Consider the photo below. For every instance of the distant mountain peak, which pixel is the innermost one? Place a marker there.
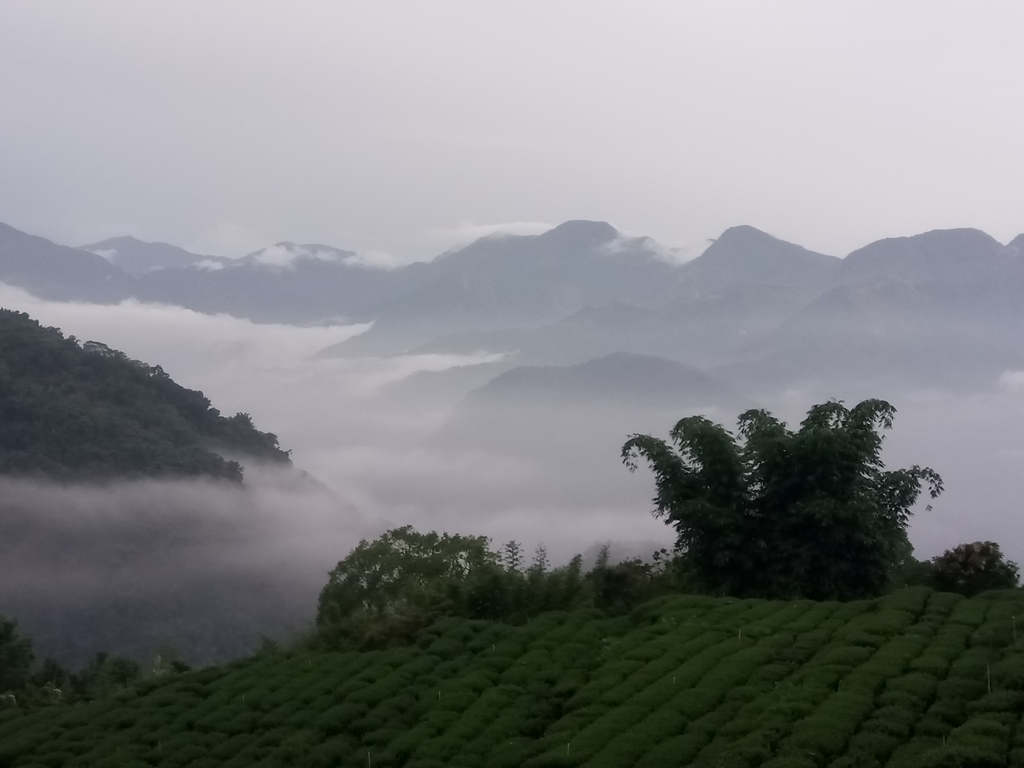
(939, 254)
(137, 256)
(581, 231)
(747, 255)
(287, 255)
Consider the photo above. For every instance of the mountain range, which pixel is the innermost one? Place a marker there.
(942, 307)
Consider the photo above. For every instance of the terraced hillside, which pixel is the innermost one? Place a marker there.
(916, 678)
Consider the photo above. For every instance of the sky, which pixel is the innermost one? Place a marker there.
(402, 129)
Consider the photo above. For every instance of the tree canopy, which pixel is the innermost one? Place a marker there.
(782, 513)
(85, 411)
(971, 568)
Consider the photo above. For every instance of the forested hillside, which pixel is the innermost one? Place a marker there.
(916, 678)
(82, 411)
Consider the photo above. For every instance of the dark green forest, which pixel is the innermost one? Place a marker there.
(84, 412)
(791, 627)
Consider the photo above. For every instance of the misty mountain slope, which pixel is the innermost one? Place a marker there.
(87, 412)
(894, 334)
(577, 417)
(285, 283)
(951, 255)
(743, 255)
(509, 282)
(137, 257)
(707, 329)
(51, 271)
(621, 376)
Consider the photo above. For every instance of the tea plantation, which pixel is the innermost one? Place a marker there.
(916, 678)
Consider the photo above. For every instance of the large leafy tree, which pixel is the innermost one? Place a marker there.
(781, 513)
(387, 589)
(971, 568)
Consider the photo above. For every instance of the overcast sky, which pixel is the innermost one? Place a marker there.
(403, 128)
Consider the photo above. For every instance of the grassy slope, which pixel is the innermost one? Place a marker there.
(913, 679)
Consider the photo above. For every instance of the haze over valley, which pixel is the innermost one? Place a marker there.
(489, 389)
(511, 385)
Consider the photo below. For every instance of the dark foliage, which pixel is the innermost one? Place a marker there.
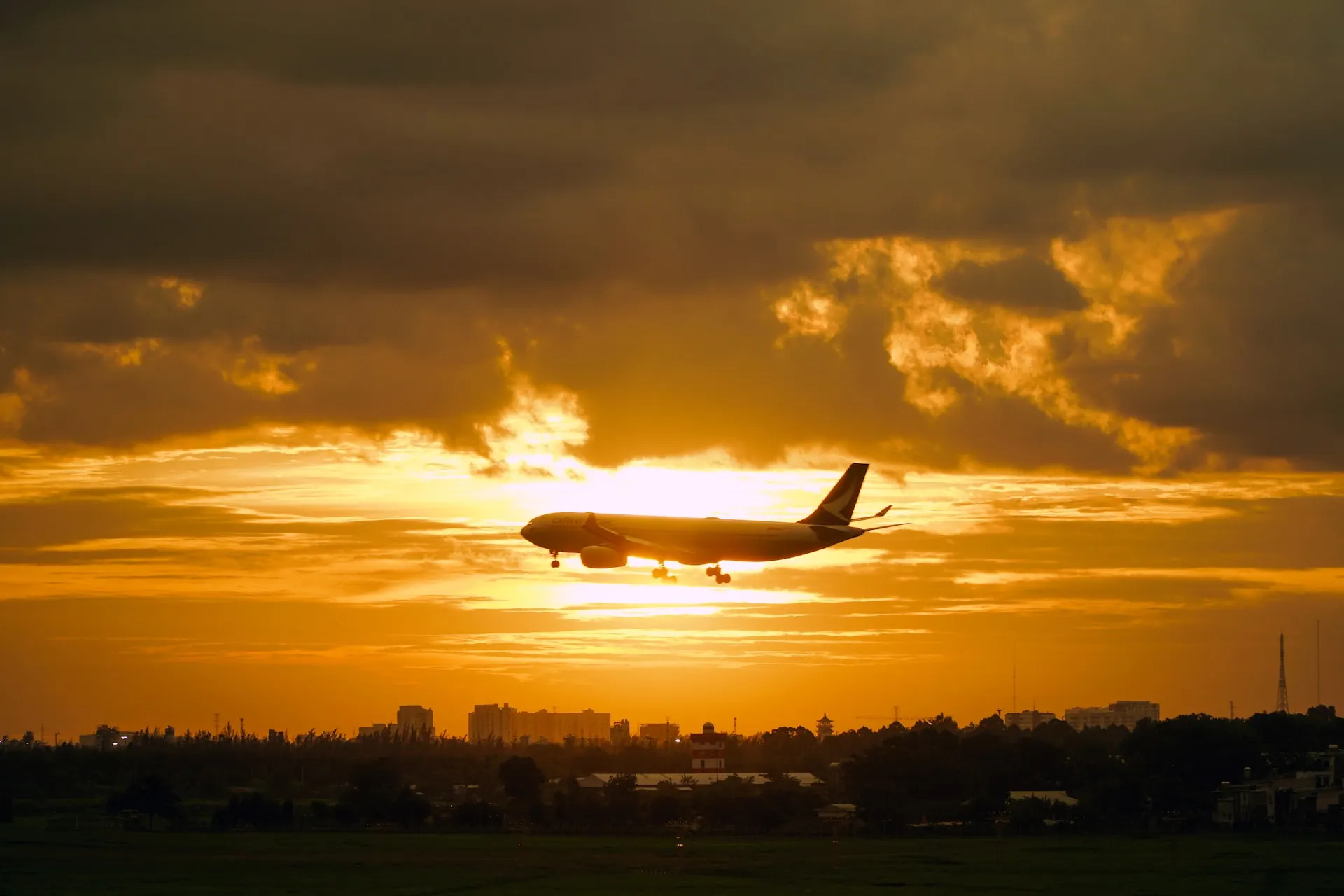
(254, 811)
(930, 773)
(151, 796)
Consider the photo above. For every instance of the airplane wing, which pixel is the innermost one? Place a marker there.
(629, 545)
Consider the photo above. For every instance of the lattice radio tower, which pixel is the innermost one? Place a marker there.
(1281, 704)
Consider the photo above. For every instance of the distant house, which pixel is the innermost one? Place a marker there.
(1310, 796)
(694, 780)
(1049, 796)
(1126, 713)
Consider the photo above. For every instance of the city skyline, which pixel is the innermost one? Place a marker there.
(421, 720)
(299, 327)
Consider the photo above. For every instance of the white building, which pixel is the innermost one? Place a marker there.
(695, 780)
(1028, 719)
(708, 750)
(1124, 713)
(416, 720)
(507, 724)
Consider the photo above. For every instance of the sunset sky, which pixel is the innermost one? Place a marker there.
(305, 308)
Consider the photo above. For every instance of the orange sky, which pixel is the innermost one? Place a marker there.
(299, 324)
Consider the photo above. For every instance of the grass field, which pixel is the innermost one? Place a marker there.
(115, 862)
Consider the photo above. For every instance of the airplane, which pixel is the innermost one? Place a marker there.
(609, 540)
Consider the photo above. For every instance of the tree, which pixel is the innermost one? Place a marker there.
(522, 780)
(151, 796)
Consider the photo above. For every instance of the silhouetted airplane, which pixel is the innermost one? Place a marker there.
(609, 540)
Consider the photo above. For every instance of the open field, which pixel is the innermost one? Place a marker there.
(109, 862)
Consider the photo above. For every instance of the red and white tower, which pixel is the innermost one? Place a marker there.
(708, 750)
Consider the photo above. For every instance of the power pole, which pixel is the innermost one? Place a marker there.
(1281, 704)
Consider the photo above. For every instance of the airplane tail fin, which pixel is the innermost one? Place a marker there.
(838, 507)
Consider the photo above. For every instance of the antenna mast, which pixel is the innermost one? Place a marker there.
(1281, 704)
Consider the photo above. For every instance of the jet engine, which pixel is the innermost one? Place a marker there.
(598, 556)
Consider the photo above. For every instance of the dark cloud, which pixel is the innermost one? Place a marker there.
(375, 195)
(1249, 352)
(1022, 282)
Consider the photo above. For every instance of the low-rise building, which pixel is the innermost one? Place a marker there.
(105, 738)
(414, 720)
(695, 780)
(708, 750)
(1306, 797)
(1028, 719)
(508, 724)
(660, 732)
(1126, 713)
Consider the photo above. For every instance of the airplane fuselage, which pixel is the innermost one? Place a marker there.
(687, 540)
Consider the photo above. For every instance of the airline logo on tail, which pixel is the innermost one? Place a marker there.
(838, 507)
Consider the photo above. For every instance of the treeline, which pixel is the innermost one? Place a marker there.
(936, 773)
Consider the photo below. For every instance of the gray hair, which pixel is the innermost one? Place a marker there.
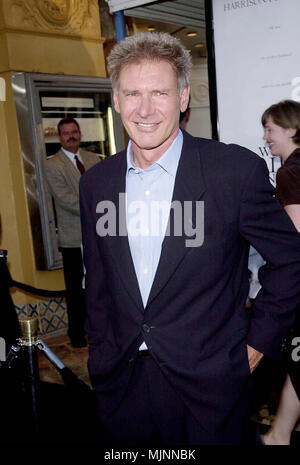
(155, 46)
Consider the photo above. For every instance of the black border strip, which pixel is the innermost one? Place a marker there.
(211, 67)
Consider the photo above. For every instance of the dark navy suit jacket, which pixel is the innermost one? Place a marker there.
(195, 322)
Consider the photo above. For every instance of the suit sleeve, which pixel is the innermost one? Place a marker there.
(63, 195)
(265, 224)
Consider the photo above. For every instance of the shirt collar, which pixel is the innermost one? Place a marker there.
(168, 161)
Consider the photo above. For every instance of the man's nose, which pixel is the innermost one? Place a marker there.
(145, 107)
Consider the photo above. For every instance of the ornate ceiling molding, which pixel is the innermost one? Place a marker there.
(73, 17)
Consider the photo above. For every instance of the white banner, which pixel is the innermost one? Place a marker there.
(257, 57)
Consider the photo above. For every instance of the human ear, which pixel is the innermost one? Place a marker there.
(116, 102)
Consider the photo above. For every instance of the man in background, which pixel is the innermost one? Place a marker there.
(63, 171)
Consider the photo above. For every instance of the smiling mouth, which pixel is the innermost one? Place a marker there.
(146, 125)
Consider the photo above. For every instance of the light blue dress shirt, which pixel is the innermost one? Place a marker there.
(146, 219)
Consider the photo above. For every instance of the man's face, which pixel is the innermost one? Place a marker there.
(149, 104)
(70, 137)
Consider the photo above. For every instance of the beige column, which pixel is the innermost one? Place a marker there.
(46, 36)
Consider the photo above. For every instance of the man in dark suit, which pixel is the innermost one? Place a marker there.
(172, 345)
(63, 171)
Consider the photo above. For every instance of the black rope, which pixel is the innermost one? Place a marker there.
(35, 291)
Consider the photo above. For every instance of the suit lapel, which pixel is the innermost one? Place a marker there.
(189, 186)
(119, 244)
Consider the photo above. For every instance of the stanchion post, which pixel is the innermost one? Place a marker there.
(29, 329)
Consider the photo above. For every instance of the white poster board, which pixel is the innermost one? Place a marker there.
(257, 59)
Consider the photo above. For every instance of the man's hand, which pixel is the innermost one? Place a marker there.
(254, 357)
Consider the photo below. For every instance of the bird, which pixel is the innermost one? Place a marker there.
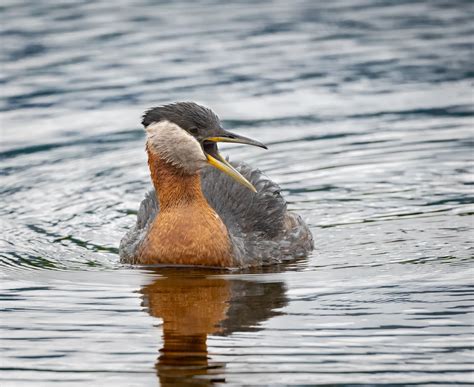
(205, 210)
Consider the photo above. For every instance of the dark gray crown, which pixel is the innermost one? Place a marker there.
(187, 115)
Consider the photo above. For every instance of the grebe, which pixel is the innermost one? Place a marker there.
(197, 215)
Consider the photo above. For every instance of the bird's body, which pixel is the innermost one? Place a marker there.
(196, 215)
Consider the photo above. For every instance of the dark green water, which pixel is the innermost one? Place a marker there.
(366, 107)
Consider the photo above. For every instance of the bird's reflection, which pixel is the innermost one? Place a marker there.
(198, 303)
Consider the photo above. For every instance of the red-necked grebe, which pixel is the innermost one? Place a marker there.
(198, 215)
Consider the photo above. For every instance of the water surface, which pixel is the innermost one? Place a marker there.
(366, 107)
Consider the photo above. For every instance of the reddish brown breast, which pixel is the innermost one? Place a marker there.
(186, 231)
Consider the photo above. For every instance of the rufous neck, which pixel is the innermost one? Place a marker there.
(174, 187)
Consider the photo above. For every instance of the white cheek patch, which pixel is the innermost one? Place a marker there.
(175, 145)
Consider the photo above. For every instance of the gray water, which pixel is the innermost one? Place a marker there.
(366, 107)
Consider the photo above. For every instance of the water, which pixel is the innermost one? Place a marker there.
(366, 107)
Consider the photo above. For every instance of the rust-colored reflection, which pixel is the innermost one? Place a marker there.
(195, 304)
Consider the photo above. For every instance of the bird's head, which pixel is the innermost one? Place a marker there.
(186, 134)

* [Work instruction]:
Your response should consist solely of the lines from the one that holds "Consider the photo above. For every instance of the reddish" through the end of the listing above, reproduced exactly.

* [Exercise solution]:
Consider the photo above. For every instance of the reddish brown breast, which pixel is the innermost one? Place a marker there.
(186, 231)
Consider the photo above. For every instance of the rufous neck, which pixel is the innermost one? Place a marker there.
(174, 187)
Consider the photo above. For every instance of the white cheek patch, which pixel is the innermost one? Place a marker there.
(175, 145)
Consider the photo above. For every instance of the gray water, which pixel is the innermost one? Place a marker there.
(366, 107)
Consider the photo above. For every instance of the water, which pixel is the innermost one? Place a marker there.
(366, 107)
Consider the photo above. For every instance of the rust-colored reflection, which pixel is the innermost one? Place a marker there.
(195, 304)
Consider the photo above. For every instance of the bird's head, which pixel is the innermost one? Place a marker there.
(186, 134)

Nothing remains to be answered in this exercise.